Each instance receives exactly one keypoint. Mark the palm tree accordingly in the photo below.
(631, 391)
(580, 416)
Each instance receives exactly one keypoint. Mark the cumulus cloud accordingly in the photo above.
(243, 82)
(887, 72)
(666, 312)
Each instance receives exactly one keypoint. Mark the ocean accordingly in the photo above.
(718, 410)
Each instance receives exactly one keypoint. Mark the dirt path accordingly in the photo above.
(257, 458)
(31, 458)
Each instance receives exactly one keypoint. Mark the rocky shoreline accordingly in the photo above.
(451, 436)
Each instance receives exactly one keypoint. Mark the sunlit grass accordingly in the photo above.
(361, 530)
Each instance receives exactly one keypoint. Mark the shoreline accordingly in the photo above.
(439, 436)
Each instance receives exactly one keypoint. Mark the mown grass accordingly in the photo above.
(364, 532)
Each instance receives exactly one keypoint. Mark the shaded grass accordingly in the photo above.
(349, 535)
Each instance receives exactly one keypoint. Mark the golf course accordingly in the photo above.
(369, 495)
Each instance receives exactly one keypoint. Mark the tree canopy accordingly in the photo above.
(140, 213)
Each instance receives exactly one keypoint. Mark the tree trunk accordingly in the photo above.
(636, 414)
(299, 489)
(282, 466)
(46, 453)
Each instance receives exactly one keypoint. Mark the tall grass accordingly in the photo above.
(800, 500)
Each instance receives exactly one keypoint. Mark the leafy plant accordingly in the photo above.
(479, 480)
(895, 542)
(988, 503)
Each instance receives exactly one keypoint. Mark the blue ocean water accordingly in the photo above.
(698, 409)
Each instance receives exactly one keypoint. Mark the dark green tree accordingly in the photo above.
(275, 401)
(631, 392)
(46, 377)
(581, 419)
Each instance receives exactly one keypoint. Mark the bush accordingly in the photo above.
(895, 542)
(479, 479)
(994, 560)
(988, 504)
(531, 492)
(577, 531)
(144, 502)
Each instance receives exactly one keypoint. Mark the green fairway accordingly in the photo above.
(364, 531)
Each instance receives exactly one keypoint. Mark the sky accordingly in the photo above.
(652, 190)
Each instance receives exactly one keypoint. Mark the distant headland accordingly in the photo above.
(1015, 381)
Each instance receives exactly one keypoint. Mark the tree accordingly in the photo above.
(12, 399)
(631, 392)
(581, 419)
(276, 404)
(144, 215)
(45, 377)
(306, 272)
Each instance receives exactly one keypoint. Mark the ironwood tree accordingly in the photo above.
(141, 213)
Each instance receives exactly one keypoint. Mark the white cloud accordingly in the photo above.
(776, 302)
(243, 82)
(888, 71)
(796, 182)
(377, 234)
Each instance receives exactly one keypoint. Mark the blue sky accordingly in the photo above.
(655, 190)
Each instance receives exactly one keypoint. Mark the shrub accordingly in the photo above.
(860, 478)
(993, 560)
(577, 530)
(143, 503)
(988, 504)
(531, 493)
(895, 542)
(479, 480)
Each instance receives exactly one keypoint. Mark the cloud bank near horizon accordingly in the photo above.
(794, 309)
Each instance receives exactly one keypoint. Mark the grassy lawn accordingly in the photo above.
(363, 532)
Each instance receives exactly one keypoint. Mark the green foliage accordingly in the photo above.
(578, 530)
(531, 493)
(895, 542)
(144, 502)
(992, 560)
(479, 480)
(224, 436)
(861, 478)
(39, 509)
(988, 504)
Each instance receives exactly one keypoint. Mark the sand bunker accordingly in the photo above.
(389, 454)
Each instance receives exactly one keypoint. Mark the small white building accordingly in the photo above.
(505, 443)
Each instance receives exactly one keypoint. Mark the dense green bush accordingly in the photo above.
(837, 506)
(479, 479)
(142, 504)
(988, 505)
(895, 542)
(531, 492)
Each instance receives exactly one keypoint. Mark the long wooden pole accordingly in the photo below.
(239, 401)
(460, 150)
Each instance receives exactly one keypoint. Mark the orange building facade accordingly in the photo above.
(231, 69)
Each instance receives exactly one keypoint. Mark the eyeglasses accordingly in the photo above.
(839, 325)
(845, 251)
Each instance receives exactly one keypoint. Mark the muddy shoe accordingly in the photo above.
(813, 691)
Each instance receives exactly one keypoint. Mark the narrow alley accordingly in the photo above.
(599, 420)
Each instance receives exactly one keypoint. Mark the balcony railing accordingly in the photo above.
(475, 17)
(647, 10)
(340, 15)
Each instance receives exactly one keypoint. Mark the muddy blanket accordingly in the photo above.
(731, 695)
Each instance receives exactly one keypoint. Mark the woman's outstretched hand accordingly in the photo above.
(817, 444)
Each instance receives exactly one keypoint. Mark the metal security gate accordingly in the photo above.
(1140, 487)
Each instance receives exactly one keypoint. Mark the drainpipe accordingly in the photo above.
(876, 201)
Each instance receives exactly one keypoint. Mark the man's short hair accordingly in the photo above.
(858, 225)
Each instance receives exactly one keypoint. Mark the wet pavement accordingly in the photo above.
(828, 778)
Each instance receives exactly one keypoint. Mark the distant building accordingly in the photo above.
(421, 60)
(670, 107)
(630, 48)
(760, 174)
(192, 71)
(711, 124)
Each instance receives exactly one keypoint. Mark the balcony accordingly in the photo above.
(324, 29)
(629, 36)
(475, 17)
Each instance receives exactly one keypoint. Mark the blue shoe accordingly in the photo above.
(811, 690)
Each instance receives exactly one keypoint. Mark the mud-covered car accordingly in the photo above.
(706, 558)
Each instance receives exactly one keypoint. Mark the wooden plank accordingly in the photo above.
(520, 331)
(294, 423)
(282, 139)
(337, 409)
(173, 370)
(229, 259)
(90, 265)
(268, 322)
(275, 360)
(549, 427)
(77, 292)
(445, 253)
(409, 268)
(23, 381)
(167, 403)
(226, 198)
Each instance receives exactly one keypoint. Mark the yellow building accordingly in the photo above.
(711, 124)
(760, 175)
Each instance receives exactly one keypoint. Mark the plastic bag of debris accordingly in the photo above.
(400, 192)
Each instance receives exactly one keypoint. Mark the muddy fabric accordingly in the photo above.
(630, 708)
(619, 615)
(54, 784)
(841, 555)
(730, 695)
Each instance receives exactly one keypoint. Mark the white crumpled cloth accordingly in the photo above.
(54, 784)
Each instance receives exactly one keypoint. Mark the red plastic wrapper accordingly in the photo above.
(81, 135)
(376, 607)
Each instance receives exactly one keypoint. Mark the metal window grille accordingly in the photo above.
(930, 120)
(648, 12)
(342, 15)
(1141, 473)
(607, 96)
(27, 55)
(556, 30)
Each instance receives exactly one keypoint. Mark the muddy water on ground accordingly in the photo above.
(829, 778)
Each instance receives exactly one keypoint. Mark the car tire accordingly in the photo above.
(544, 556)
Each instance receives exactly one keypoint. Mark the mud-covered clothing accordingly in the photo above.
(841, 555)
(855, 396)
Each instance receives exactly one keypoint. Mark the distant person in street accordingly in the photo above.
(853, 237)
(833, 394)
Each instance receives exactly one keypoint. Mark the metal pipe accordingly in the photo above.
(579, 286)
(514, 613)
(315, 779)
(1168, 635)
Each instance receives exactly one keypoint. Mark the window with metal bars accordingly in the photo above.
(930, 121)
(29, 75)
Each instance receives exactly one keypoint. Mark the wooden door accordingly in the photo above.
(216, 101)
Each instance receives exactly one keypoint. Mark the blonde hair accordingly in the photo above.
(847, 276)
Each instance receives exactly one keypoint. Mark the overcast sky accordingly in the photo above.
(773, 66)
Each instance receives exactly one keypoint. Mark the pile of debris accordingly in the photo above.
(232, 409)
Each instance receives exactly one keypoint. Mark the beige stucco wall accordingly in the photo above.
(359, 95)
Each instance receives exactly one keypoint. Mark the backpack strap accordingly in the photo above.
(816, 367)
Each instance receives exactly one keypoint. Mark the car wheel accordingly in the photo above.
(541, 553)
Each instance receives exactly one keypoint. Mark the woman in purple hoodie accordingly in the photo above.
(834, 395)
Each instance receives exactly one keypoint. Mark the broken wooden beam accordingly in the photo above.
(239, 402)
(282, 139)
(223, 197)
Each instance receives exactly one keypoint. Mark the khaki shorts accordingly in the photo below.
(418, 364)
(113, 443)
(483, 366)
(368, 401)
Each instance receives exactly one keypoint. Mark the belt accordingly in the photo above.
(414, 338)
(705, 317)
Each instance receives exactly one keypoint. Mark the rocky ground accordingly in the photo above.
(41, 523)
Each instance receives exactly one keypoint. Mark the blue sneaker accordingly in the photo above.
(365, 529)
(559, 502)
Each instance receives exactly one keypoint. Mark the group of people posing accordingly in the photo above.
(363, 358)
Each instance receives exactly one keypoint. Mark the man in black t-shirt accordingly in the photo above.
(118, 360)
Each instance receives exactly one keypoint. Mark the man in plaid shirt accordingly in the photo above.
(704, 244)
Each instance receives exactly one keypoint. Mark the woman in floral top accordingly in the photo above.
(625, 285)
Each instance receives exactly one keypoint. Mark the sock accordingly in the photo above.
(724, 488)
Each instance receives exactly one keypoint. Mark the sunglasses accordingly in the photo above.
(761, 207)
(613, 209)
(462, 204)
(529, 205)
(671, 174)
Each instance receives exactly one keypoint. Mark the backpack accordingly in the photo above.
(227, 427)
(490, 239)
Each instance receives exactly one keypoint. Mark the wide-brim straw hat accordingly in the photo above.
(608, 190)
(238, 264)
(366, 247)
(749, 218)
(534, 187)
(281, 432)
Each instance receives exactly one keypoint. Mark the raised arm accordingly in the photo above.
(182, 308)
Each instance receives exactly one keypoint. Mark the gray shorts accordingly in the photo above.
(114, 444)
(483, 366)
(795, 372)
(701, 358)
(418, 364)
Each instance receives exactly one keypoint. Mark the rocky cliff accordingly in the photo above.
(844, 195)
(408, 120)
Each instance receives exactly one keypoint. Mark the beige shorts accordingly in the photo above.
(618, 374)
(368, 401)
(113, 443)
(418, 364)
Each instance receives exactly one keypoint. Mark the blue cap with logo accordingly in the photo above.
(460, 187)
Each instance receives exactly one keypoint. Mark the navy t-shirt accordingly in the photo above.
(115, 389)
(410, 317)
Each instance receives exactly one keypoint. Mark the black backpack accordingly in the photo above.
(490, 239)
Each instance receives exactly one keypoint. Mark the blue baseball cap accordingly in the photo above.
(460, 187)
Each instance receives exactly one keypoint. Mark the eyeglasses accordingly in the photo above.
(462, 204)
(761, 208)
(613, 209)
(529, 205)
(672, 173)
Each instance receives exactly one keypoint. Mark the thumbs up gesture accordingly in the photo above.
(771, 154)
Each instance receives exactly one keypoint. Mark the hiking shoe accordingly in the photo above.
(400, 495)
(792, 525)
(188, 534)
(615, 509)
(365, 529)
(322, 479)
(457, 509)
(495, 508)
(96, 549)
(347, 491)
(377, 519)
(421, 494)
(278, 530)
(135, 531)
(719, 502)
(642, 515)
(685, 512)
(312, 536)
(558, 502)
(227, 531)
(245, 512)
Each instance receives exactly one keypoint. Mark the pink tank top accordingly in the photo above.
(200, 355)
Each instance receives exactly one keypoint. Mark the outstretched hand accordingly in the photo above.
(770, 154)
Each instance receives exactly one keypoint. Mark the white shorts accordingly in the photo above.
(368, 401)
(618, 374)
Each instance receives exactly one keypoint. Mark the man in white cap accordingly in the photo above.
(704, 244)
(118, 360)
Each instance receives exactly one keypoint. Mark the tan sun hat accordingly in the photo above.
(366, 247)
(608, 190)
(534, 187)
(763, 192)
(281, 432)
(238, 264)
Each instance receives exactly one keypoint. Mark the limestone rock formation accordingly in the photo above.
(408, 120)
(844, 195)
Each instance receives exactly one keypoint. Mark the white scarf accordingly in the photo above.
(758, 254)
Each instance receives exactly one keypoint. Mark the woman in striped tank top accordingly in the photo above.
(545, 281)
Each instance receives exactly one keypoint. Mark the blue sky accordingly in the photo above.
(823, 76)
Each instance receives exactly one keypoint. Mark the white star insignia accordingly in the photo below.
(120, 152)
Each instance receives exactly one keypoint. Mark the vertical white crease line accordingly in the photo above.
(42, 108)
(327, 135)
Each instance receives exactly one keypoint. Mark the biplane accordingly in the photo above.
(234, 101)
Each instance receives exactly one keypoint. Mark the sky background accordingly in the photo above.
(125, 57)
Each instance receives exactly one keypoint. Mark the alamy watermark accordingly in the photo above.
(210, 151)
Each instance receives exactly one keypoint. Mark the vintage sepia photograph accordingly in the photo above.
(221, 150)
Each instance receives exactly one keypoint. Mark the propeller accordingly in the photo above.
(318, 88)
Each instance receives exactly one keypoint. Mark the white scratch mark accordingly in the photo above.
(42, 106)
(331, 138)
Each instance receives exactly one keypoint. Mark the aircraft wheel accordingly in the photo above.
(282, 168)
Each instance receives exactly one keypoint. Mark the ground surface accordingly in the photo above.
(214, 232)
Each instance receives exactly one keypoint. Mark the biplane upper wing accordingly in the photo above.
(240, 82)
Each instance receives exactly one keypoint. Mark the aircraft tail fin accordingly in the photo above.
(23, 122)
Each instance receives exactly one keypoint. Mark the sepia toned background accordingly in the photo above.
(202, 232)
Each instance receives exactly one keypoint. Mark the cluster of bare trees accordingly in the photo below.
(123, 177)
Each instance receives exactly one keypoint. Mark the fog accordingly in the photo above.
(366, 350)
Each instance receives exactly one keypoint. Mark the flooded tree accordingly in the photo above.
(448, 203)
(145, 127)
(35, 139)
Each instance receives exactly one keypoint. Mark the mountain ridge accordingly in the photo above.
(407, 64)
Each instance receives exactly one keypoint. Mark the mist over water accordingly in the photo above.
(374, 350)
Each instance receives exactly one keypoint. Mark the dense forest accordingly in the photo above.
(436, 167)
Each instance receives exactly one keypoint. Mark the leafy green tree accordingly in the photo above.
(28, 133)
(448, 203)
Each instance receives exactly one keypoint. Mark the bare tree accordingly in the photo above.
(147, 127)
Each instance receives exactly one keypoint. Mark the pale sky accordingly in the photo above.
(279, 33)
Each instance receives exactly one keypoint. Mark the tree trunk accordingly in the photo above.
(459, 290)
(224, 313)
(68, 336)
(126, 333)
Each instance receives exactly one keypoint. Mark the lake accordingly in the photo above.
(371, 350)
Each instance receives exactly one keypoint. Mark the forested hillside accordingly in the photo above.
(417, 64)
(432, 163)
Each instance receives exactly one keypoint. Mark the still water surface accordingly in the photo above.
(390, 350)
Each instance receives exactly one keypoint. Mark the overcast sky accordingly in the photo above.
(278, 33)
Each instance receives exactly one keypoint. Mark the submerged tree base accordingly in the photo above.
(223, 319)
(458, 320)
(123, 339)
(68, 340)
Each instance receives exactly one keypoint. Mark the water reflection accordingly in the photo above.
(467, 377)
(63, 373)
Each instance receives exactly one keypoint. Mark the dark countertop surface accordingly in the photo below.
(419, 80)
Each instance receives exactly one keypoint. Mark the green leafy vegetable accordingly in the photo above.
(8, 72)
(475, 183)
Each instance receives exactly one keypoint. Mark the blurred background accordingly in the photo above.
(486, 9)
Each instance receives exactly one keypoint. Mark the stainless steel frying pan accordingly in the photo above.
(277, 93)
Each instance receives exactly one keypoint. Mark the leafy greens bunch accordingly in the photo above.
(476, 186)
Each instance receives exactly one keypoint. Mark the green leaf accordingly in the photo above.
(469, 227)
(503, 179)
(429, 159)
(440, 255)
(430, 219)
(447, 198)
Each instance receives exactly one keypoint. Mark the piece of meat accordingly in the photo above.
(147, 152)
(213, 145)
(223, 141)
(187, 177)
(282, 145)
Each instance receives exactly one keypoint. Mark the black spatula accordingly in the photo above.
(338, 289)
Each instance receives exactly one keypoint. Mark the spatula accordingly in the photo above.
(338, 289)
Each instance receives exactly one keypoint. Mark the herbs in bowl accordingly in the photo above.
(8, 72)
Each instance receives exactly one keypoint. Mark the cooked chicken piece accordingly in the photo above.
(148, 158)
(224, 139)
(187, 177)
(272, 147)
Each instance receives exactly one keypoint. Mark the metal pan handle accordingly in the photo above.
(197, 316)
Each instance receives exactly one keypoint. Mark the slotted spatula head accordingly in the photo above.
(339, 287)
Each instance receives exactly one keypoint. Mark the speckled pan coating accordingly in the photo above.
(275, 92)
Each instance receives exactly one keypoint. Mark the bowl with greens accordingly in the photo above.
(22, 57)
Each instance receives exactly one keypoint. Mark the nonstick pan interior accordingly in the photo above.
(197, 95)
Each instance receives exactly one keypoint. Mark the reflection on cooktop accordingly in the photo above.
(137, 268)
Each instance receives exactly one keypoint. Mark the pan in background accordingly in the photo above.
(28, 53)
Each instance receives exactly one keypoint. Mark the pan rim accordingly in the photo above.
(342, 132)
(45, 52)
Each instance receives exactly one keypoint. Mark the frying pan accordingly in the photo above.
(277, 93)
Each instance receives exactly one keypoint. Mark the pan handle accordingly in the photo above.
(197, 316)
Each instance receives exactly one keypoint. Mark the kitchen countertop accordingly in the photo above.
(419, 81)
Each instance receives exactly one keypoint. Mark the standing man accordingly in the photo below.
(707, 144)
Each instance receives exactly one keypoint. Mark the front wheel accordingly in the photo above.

########################################

▸ What is being asked: Repeat exactly the lines from the one containing "Each instance receives exactly one keypoint. Mark the cooked" through the last line of the records above, both included, and nothing else.

▸ Worked solution:
Each instance receives exactly one keypoint. Mark the cooked chicken piece accordingly in the photo above.
(148, 158)
(224, 139)
(187, 177)
(272, 147)
Each instance receives exactly one keypoint. Mark the metal pan handle accordingly in the photo above.
(197, 316)
Each instance receives exactly one keypoint. Mark the slotted spatula head accordingly in the photo above.
(339, 287)
Each instance receives exactly one keypoint. Mark the speckled pan coating accordingly in the photo above.
(275, 92)
Each instance receives exactly one keypoint. Mark the bowl with greens accordingly in the photo above.
(22, 57)
Each instance receives exactly one keypoint. Mark the nonstick pan interior accordingly in the photo above.
(197, 95)
Each instance receives exactly one keypoint. Mark the reflection on cooktop accordingly in the photo above.
(137, 268)
Each instance receives exactly one keypoint. Mark the pan in background accordingly in the photo above.
(28, 53)
Each instance receives exactly one keypoint. Mark the pan rim accordingly in the photo above.
(342, 132)
(45, 52)
Each instance receives exactly one keypoint. Mark the frying pan accordingly in the photo above.
(277, 93)
Each instance receives exactly one keypoint. Mark the pan handle accordingly in the photo above.
(197, 316)
Each instance receives exactly one keypoint. Mark the kitchen countertop accordingly in the photo above.
(419, 81)
Each instance receives exactly one keypoint. Mark the standing man accordingly in the photo below.
(707, 144)
Each instance receives exactly one keypoint. Mark the front wheel accordingly in the photo above.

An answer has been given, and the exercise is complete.